> What the task requires
Each entry below should be reproduced character for character.

> Data in this exercise
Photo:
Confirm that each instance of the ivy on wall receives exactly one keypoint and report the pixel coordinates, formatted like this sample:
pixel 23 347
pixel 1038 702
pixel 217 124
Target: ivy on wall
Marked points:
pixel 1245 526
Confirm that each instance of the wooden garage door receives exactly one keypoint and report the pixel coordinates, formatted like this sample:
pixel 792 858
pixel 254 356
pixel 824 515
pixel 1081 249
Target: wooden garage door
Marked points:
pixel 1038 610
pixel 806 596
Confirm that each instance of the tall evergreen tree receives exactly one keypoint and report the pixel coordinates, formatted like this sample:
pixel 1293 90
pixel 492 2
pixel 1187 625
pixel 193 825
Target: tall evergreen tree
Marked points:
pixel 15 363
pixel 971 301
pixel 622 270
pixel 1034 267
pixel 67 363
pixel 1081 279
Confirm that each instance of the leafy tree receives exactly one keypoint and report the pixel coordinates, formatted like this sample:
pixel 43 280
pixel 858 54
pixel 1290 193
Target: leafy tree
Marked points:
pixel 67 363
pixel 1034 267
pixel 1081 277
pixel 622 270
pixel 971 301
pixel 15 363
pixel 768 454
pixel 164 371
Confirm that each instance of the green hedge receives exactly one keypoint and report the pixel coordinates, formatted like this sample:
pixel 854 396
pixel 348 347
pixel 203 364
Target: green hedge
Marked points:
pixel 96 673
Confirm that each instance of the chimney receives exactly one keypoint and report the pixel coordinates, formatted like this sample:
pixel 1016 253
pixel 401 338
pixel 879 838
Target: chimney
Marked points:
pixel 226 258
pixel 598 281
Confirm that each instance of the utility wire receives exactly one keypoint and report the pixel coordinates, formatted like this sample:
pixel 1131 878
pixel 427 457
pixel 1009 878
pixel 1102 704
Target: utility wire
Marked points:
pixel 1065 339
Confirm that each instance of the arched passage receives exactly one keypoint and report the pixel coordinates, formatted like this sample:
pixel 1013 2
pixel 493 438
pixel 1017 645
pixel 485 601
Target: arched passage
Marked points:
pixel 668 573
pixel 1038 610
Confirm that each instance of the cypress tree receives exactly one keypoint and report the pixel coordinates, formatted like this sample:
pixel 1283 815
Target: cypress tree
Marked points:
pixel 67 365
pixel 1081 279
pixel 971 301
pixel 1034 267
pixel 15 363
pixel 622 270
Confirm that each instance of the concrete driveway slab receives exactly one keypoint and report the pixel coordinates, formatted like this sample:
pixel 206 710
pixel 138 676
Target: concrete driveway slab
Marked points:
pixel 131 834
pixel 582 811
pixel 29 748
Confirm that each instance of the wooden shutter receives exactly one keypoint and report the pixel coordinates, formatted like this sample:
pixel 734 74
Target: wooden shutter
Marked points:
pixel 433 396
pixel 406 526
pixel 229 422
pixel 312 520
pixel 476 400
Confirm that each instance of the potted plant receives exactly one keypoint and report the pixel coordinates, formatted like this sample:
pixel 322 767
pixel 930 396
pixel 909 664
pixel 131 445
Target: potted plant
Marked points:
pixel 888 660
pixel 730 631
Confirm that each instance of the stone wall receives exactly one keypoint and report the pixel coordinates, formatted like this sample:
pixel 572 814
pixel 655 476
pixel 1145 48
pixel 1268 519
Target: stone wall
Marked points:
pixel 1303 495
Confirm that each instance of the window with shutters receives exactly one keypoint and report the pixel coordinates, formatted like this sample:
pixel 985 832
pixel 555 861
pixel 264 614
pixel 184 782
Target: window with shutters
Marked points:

> Right answer
Photo:
Confirm that each instance of the ivy on wall receives exactly one keypoint and report the pixel coordinates, formatted like this sample:
pixel 23 347
pixel 1038 702
pixel 217 124
Target: ivy on wall
Marked points:
pixel 1245 526
Confirm that each instance of the wooden garage door receives exactly one keypoint and report the pixel coordinates, formatted like this sample:
pixel 792 858
pixel 254 356
pixel 824 515
pixel 1081 249
Target: wooden garage door
Marked points:
pixel 1038 610
pixel 806 596
Confirm that each instance of the tall evergreen tree receives exactly one keypoint and report the pixel coordinates, formatted like this sample:
pixel 1293 90
pixel 492 2
pixel 1187 625
pixel 193 825
Target: tall evergreen tree
Marked points:
pixel 15 363
pixel 971 301
pixel 622 270
pixel 1034 267
pixel 67 363
pixel 1081 279
Confirm that each instance of the leafy tree receives exactly one keypoint and report the pixel coordinates, formatted like this sample:
pixel 43 280
pixel 858 54
pixel 1290 193
Target: leafy tree
Marked points:
pixel 67 363
pixel 1034 267
pixel 1081 277
pixel 622 270
pixel 971 301
pixel 15 363
pixel 768 454
pixel 164 371
Confirm that each instance of the green hedge receives exactly one keypoint and report the pixel coordinates, formatted like this sample:
pixel 854 396
pixel 348 347
pixel 203 364
Target: green hedge
Marked points:
pixel 96 673
Confirm that each instance of the chimney receives exactly one keypoint and report the pixel coordinates, formatted like this sample:
pixel 1016 253
pixel 401 338
pixel 879 838
Target: chimney
Marked points:
pixel 226 258
pixel 598 281
Confirm that each instance of the utility wire receives exactly one keypoint and report the pixel coordinates, formatted like this sample:
pixel 1131 878
pixel 427 457
pixel 1009 878
pixel 1102 704
Target: utility wire
Marked points:
pixel 1065 339
Confirm that each instance of the arched passage receives exactly one keypoint and report the pixel coordinates, formatted like this sample:
pixel 1013 2
pixel 493 438
pixel 1017 645
pixel 485 601
Target: arched passage
Marked points:
pixel 668 573
pixel 1038 610
Confirm that each instance of the cypress tree receives exactly one keypoint and report the pixel coordinates, formatted like this sample:
pixel 1283 815
Target: cypress tree
Marked points:
pixel 67 365
pixel 1081 279
pixel 971 301
pixel 1034 267
pixel 15 363
pixel 622 270
Confirm that each instance of the concrete driveway slab receives exactly one keypoint and report the pixel coordinates, formatted like this sample:
pixel 206 710
pixel 138 676
Target: concrete driveway slab
Marked points:
pixel 131 834
pixel 582 811
pixel 29 748
Confirm that each instance of the wooden shutter receives exactly one keypoint and report the pixel coordinates, formatted like this sample:
pixel 734 74
Target: wooden shutter
Marked points:
pixel 433 396
pixel 406 526
pixel 229 422
pixel 312 520
pixel 476 400
Confirm that each instance of the potted plant receives exactly one keypoint and report the pixel coordinates, formatted like this sample:
pixel 322 767
pixel 930 396
pixel 909 664
pixel 131 445
Target: potted plant
Marked points:
pixel 888 660
pixel 730 631
Confirm that each instance of the stone wall receives exactly one keypoint and report the pixel coordinates, formatted like this sample:
pixel 572 814
pixel 655 476
pixel 1145 48
pixel 1268 519
Target: stone wall
Marked points:
pixel 1303 495
Confirm that each instance of the window with shutters receives exactly one keypoint and report the pixel coordinates, formatted like this sample:
pixel 985 832
pixel 555 861
pixel 264 614
pixel 184 782
Target: window with shutters
Marked points:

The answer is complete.